• **EXERCISE GOAL**:
Output all of the entries beneath, exactly as written.

Items from a data source:
******
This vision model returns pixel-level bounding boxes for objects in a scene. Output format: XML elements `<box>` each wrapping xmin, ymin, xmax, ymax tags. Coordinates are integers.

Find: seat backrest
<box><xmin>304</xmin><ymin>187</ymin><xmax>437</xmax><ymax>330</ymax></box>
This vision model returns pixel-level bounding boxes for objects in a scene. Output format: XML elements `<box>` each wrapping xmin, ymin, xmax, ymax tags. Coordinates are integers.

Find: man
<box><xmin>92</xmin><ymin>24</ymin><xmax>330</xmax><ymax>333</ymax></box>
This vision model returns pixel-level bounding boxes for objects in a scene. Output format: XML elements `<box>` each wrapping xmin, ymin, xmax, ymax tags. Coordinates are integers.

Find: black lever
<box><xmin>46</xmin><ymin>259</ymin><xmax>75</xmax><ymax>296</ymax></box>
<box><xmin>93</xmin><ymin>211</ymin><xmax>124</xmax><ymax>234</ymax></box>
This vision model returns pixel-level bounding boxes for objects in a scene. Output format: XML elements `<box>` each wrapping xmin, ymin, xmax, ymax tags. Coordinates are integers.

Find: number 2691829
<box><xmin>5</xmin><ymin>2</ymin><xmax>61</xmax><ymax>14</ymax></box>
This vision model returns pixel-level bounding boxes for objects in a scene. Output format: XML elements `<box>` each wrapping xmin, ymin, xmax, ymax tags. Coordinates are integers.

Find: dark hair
******
• **ANSWER SPACE**:
This vision model returns pixel-level bounding boxes for objects in a scene. Output format: XML elements `<box>` each wrapping xmin, ymin, xmax, ymax tags. Coordinates are integers.

Find: seat backrest
<box><xmin>304</xmin><ymin>187</ymin><xmax>437</xmax><ymax>330</ymax></box>
This vision model returns pixel-level bounding boxes for objects in a scene. Output format: XML elements `<box>` each wrapping xmin, ymin, xmax, ymax tags. Coordinates are integers.

Find: man
<box><xmin>92</xmin><ymin>24</ymin><xmax>330</xmax><ymax>333</ymax></box>
This vision model returns pixel-level bounding boxes for objects in a scene. Output format: XML elements `<box>` each wrapping xmin, ymin, xmax, ymax tags. Coordinates are integers.

Find: black lever
<box><xmin>46</xmin><ymin>259</ymin><xmax>75</xmax><ymax>296</ymax></box>
<box><xmin>93</xmin><ymin>211</ymin><xmax>124</xmax><ymax>234</ymax></box>
This vision model returns pixel-level bounding boxes for objects in a scene. Output format: XML elements `<box>` each wrapping xmin, ymin, xmax, ymax tags. Coordinates are integers.

Find: number 2691829
<box><xmin>5</xmin><ymin>2</ymin><xmax>61</xmax><ymax>14</ymax></box>
This vision model returns pixel-level bounding boxes for objects in a scene. Output format: XML elements `<box>` each wrapping xmin, ymin, xmax, ymax tags. Coordinates are integers.

Find: dark hair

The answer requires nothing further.